REQUIREMENT:
Gather every line in the items below that contains the string "dune". Case counts.

— Start of THE RECORDS —

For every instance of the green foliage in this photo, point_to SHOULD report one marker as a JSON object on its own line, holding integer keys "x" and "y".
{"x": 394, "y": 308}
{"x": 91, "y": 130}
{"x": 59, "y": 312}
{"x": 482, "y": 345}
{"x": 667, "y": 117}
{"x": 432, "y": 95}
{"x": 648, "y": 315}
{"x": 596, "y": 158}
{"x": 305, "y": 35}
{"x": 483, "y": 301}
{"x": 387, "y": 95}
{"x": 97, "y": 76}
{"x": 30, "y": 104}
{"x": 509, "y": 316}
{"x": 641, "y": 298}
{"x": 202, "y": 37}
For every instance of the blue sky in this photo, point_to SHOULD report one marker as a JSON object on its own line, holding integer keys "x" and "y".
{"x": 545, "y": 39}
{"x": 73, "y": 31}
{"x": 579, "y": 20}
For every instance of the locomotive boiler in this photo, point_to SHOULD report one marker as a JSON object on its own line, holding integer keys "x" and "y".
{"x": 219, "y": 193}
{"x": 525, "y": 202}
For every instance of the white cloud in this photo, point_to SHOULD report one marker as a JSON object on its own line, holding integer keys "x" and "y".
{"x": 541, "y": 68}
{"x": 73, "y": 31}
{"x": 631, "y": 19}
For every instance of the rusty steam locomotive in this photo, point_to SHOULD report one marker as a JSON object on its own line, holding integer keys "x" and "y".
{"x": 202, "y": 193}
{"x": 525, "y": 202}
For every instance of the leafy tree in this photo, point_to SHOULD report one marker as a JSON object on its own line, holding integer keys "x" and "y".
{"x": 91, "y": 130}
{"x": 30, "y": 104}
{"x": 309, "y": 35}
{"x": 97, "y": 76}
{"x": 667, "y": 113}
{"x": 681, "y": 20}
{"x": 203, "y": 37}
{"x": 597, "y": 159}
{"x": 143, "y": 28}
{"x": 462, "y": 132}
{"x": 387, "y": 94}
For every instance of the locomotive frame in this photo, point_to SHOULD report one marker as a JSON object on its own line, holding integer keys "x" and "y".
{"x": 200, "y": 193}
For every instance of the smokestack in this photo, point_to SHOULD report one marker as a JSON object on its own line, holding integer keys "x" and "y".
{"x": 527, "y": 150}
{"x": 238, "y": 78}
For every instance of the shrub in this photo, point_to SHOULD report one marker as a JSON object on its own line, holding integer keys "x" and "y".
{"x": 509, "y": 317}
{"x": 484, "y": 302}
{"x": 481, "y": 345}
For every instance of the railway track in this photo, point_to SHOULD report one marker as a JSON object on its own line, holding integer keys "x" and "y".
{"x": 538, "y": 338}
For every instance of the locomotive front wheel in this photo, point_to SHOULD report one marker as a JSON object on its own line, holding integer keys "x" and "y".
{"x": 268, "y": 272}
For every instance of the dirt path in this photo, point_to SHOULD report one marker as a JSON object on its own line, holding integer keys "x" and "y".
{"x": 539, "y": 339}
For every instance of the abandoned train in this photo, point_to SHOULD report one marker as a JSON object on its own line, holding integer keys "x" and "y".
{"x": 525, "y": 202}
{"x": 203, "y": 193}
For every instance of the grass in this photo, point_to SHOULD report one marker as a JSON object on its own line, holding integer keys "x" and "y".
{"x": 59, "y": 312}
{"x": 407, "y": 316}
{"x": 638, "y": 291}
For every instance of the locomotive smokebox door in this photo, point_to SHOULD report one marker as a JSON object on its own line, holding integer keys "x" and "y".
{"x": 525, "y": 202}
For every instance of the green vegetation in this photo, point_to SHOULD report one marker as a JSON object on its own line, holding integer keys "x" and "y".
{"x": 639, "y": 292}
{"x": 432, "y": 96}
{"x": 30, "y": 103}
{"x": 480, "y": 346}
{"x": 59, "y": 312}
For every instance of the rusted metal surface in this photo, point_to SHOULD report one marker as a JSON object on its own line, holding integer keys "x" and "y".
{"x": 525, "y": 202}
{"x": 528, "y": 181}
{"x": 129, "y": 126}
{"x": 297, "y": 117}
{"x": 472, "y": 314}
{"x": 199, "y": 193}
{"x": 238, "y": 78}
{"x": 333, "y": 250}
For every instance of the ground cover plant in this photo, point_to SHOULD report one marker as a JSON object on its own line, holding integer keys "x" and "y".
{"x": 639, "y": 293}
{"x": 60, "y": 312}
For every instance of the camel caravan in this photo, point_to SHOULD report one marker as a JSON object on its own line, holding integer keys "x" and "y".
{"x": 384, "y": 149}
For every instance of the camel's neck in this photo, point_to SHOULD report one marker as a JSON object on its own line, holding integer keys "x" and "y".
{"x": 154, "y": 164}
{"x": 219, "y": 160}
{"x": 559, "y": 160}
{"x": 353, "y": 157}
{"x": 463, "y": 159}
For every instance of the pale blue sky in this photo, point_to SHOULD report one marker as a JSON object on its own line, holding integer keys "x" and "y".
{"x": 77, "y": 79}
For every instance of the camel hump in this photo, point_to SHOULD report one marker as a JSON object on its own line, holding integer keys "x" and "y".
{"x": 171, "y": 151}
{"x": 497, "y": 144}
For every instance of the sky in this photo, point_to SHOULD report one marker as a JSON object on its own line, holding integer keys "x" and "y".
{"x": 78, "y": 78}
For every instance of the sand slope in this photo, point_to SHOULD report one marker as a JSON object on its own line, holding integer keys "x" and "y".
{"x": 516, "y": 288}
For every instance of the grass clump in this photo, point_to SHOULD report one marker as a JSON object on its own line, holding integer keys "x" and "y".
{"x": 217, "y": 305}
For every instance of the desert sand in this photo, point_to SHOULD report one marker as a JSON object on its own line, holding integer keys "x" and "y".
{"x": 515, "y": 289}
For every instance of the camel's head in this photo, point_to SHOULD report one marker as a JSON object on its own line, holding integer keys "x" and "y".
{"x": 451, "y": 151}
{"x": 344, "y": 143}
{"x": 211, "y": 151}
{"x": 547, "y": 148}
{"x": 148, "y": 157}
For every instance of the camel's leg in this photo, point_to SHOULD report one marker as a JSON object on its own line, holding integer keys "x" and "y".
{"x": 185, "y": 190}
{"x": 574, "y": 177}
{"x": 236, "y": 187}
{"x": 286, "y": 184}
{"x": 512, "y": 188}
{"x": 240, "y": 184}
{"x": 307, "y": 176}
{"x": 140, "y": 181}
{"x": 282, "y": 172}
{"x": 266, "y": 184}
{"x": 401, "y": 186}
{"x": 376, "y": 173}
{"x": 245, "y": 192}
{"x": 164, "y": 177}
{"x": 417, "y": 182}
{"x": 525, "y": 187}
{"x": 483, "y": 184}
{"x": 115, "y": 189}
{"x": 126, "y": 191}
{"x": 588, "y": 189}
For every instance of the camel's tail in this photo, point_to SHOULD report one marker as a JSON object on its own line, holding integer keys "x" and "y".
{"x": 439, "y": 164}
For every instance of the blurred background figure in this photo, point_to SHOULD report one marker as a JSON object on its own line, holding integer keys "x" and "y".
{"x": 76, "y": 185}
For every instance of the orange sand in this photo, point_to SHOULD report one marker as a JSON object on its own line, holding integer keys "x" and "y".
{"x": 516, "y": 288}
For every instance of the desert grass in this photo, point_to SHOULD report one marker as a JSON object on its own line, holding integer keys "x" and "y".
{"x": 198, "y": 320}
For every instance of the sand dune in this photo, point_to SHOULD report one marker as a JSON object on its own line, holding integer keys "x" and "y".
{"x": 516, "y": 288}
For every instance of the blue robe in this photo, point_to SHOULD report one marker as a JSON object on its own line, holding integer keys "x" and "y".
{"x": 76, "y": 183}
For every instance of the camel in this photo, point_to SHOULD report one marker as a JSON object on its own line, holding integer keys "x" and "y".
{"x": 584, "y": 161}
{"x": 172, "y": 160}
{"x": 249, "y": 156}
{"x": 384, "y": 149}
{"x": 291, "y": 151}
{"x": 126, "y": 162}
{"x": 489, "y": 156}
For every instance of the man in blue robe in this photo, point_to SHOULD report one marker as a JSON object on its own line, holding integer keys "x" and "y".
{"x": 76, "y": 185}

— End of THE RECORDS —
— Start of THE RECORDS —

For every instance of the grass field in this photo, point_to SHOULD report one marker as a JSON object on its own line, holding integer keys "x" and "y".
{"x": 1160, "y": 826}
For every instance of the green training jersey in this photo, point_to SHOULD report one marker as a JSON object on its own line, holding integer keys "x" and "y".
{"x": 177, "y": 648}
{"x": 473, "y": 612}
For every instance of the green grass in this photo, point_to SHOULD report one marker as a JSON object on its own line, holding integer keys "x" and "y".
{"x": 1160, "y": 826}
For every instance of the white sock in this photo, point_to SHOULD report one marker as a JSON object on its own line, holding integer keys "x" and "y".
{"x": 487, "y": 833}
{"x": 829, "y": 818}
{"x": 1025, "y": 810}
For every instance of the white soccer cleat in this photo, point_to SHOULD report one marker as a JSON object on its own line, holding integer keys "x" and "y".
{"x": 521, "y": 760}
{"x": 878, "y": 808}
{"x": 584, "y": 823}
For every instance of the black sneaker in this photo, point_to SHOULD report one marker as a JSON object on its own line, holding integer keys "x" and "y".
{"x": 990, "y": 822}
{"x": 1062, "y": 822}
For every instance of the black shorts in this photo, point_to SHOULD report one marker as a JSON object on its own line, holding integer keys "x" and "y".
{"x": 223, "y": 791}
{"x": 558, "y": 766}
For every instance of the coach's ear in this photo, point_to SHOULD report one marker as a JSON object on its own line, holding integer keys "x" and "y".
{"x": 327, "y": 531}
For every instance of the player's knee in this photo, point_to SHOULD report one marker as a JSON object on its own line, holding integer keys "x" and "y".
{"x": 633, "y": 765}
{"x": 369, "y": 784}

— End of THE RECORDS —

RESULT OF THE TASK:
For every instance of the sand dune in this photo, point_to SHOULD report one marker as a JSON object on its own line, holding integer keys "x" and "y".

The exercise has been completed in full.